**Problems to solve:**
a – From the passage on firm innovation, list the abbreviations of the eight variables added as internal determinants (firm controls) of absorptive capacity.
b – Write the next few sentences of the passage on firm innovation, continuing after its final sentence.

**Source text:**

#####

In the period 2009–2016, 37.62% and 62.53% of the sample firms had one or more years with some product or process innovation, respectively. On a yearly basis, the percentage of firms with product innovation fell from 20% in 2009 to 15% in 2016 (Fig. 1), whilst the percentage of firms with process innovation remained close to 35% (Fig. 2).

Fig. 1
figure 1

Firms with and without product innovation by year

Fig. 2
figure 2

Firms with and without process innovation by year

At the firm level, the main independent variable is also a dummy variable that takes the value 1 for firms where a family group participates actively in the management and/or control (FAMILY) of the business in the current year, and 0 otherwise. Similar variables have been used in previous studies on FF innovation that exploit the ESSE database for analysis of the Spanish context (e.g. Diéguez-Soto et al., 2018; Kotlar et al., 2014; Monreal-Pérez et al., 2012). On average, more than 44% of observations correspond to FFs. This percentage fluctuates year by year, from 42.88% in 2009 to 44.02% in 2016 (Fig. 3).

Fig. 3
figure 3

Family firms by year

Additionally, eight explanatory variables were incorporated as internal determinants (or firm controls) of the firm’s absorptive capacity (Table 2). Thus, the natural log of firm age (LNAGE) and the natural log of the number of employees (LNEMP) were considered proxies for firm age and firm size, respectively. Dummy variables were used to represent the exporters (EXPORT) and the firms in high-medium technology industries based on the Eurostat classificationFootnote 1 (HIGHTECH). Technological activities at the firm level were measured through the remaining four variables. Thus, R&D expenditures divided by total sales (RD_SALES) and R&D employees divided by total employees (RD_EMP) were used as proxies of R&D intensity. Additionally, two dummy variables were employed to represent the firms with at least one patent in the current year (PAT) or engaged in technological collaboration with customers, competitors, suppliers, universities or technology centres (TCOLL), and 0 otherwise.

Table 2 Descriptive statistics of dependent variables and internal factors: FFs vs non-FFs

Table 2 displays the descriptive statistics of the dependent variables and independent internal factors for FF and non-FFs.

#####

**Extracted material:**
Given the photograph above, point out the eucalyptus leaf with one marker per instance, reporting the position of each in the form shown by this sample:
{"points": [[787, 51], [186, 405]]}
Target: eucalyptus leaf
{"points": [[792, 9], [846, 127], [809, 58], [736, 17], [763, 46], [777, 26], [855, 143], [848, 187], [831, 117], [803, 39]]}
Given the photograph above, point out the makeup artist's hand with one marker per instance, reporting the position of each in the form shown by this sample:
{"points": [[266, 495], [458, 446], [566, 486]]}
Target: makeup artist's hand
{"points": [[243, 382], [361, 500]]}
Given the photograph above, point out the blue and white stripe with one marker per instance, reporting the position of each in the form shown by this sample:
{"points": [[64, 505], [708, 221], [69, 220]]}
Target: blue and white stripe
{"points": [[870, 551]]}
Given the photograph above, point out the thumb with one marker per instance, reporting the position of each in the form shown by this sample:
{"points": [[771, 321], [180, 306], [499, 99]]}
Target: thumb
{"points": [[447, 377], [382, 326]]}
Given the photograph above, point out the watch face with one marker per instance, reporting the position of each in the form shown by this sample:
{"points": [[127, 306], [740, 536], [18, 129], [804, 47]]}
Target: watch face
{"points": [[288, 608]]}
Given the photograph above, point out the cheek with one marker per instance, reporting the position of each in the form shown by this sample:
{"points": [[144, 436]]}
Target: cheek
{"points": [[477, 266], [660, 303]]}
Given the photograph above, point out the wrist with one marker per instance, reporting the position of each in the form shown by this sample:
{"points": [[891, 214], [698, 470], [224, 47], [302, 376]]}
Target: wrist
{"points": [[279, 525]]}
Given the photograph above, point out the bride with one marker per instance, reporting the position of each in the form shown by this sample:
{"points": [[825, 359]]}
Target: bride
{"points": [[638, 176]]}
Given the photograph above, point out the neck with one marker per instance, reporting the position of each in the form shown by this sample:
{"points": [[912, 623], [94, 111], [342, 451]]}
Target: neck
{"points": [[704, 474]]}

#####

**Solved tasks:**
a – LNAGE, LNEMP, EXPORT, HIGHTECH, RD_SALES, RD_EMP, PAT, TCOLL

b –
Table 2 shows that both types of innovation (product and process) are slightly higher in the FFs; on average, 18.34% of FFs carried out product innovation compared to 17.02% of non-FFs. These figures are even closer in the case of process innovation; 33.99% of FF and 33.21% of non-FFs (on average) conducted process innovation on a yearly basis.

With regard to internal factors or firm variables (Table 2), the average age of the firm was close to 35 years for FFs and 33 years for non-FFs. The average number of employees was slightly more than 125 workers in FFs, and almost twice as high in non-FFs (255 employees). Just 31% of FFs operated in high-medium technology industries, whilst almost 39% of non-FFs do so. Nearly 72% of FFs and 69% of non-FFs export. Regarding firm R&D intensity, the percentages of sales and employees devoted to R&D were close to 0.79% and 0.84% respectively in FFs, whilst these figures were 0.82% and 0.88% in non-FFs. On average, the percentage of FFs collaborating with stakeholders and specialised innovation agents (30%) is slightly lower than that of non-FFs (34%). Finally, a higher percentage of FFs registers at least one patent per year (5.83% compared to 4.78% of non-FFs).

From the previous descriptive statistics, it can be seen that the ‘family innovation dilemma’ holds for the sample firms. Thus, FFs achieve slightly higher innovative outcomes than non-FFs, despite showing a lower level of R&D intensity (expenditure and personnel) and of engagement in technological collaboration with external agents.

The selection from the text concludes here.